| WHAT YOU WILL DO |
Reproduce each of the records below verbatim, line by line, without altering any character.
════
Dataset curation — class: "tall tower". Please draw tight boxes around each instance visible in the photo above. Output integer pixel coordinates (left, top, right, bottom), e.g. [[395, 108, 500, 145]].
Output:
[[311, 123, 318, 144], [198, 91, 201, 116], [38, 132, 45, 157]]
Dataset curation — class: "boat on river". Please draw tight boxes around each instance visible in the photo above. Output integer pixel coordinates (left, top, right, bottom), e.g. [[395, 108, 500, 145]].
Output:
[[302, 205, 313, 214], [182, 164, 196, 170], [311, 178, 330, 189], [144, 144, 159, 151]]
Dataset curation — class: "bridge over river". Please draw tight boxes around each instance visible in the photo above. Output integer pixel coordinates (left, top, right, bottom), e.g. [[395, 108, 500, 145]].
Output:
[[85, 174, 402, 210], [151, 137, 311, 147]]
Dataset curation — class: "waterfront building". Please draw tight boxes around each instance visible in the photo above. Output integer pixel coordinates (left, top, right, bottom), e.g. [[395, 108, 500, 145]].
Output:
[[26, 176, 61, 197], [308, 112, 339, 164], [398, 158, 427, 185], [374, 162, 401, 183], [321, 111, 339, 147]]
════
| RESULT BELOW |
Dataset curation — class: "tall tower". Please draw tight boxes around each instance visible in the photo above. Output integer pixel coordinates (left, top, right, bottom), e.g. [[395, 108, 500, 145]].
Output:
[[311, 123, 318, 144], [198, 91, 201, 116], [38, 132, 45, 157]]
Dataset curation — class: "boat on river". Please draw tight boxes around each instance visible in the photo above. Output integer pixel coordinates (left, top, right, bottom), e.g. [[395, 108, 500, 145]].
Output:
[[302, 205, 313, 214], [182, 164, 196, 170], [311, 178, 330, 189], [144, 144, 159, 151]]
Dataset curation — class: "bridge over river". Please draw tight boxes around each instance visible in the photo above. Output integer pixel coordinates (left, top, right, bottom), e.g. [[395, 108, 500, 145]].
Output:
[[85, 174, 402, 210], [151, 137, 311, 147]]
Dataset curation — class: "waterfront building". Please draw tight boxes around each instance visible in the photo above. Output integer pixel coordinates (left, top, right, bottom), e.g. [[395, 108, 500, 145]].
Output:
[[26, 176, 61, 197], [308, 112, 339, 164], [398, 158, 427, 185], [374, 162, 401, 183], [321, 111, 339, 147]]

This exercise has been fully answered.